■ **Task objective**: This exercise calls for an exact copy of the listing below.

═════ Data supplied

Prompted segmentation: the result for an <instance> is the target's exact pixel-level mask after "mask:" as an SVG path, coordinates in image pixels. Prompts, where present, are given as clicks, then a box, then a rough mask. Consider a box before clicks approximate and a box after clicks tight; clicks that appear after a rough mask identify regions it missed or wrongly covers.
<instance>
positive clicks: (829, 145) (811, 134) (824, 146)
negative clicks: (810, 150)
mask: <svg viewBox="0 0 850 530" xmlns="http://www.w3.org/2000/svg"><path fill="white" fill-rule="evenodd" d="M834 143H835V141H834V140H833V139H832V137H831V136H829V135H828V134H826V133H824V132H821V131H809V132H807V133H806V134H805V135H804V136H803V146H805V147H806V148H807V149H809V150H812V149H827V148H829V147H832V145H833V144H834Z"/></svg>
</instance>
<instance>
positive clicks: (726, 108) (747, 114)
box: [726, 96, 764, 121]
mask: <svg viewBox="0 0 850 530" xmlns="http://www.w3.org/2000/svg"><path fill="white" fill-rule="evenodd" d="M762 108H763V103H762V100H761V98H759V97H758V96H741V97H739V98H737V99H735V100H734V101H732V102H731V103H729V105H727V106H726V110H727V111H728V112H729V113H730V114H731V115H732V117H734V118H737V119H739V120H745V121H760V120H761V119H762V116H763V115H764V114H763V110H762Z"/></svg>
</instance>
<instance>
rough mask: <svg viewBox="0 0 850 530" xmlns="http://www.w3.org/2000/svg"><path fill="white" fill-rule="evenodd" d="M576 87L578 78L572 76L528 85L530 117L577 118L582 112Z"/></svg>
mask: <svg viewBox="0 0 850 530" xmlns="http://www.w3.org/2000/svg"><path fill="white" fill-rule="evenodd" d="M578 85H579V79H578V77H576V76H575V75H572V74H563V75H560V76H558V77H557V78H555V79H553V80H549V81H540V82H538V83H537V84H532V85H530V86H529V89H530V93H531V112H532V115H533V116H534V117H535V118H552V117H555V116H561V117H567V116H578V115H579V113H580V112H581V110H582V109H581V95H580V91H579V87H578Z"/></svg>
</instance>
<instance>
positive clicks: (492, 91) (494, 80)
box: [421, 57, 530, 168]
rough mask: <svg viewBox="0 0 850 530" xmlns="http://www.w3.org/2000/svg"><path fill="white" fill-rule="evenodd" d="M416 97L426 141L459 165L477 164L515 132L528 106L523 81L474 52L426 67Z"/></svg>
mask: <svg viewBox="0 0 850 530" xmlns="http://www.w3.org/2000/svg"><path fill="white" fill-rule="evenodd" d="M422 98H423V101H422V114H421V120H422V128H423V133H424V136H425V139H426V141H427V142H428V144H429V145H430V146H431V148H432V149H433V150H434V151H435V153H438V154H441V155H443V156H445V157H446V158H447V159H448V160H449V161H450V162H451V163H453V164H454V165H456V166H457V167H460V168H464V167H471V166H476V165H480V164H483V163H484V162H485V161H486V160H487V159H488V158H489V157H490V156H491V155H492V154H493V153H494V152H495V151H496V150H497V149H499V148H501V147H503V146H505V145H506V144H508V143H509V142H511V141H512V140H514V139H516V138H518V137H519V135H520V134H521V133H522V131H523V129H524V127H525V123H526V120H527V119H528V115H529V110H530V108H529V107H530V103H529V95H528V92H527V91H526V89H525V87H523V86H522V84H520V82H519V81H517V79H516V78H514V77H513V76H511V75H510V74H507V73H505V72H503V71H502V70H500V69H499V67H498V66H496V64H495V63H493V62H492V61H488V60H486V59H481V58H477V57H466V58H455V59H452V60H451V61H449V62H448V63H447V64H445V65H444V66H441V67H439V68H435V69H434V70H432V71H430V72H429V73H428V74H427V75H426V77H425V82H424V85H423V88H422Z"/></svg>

══════════

■ **Response area**:
Prompted segmentation: the result for an <instance> is the target's exact pixel-level mask after "mask:" as an SVG path, coordinates in image pixels. Prompts, where present, are given as clicks, then a box, then a rough mask. Consider a box before clicks approximate and a box after clicks tight; clicks that appear after a rough mask identify regions it missed or wrongly covers.
<instance>
positive clicks: (829, 145) (811, 134) (824, 146)
negative clicks: (810, 150)
mask: <svg viewBox="0 0 850 530" xmlns="http://www.w3.org/2000/svg"><path fill="white" fill-rule="evenodd" d="M834 143H835V141H834V140H833V139H832V137H831V136H829V135H828V134H826V133H824V132H821V131H809V132H807V133H806V134H805V135H804V136H803V146H805V147H806V148H807V149H809V150H812V149H827V148H829V147H832V145H833V144H834Z"/></svg>
</instance>
<instance>
positive clicks: (726, 108) (747, 114)
box: [726, 96, 764, 121]
mask: <svg viewBox="0 0 850 530" xmlns="http://www.w3.org/2000/svg"><path fill="white" fill-rule="evenodd" d="M762 108H763V103H762V100H761V98H759V97H758V96H741V97H739V98H737V99H735V100H734V101H732V102H731V103H729V105H727V106H726V110H727V111H728V112H729V113H730V114H731V115H732V117H734V118H737V119H739V120H745V121H760V120H761V119H762V116H763V115H764V114H763V110H762Z"/></svg>
</instance>
<instance>
rough mask: <svg viewBox="0 0 850 530" xmlns="http://www.w3.org/2000/svg"><path fill="white" fill-rule="evenodd" d="M576 87L578 78L572 76L528 85L530 117L577 118L582 112Z"/></svg>
mask: <svg viewBox="0 0 850 530" xmlns="http://www.w3.org/2000/svg"><path fill="white" fill-rule="evenodd" d="M578 85H579V79H578V77H576V76H575V75H572V74H563V75H560V76H558V77H557V78H555V79H553V80H549V81H540V82H538V83H537V84H532V85H530V86H529V89H530V93H531V112H532V115H533V116H534V117H535V118H552V117H555V116H561V117H567V116H578V115H579V113H580V112H581V110H582V109H581V95H580V91H579V87H578Z"/></svg>
</instance>
<instance>
positive clicks: (492, 91) (494, 80)
box: [421, 57, 530, 168]
rough mask: <svg viewBox="0 0 850 530" xmlns="http://www.w3.org/2000/svg"><path fill="white" fill-rule="evenodd" d="M416 97L426 141L459 165L477 164L515 132L528 106L523 81L474 52L426 67Z"/></svg>
mask: <svg viewBox="0 0 850 530" xmlns="http://www.w3.org/2000/svg"><path fill="white" fill-rule="evenodd" d="M422 98H423V101H422V114H421V120H422V128H423V133H424V136H425V139H426V141H427V142H428V144H429V145H430V146H431V148H432V149H433V150H434V151H435V153H438V154H441V155H443V156H445V157H446V158H447V159H448V160H449V161H450V162H451V163H453V164H454V165H456V166H457V167H460V168H464V167H471V166H476V165H480V164H483V163H484V162H485V161H486V160H487V159H488V158H489V157H490V156H491V155H492V154H493V153H494V152H495V151H496V150H497V149H499V148H501V147H503V146H505V145H506V144H508V143H509V142H511V141H512V140H514V139H516V138H518V137H519V135H520V134H521V133H522V131H523V129H524V127H525V123H526V120H527V119H528V115H529V110H530V108H529V107H530V103H529V95H528V92H527V91H526V89H525V87H523V86H522V84H520V82H519V81H517V79H516V78H514V77H513V76H511V75H510V74H507V73H505V72H503V71H502V70H500V69H499V67H498V66H496V64H495V63H493V62H492V61H488V60H486V59H481V58H477V57H466V58H455V59H452V60H451V61H449V62H448V63H447V64H445V65H444V66H441V67H439V68H435V69H434V70H432V71H430V72H429V73H428V74H427V75H426V77H425V82H424V85H423V88H422Z"/></svg>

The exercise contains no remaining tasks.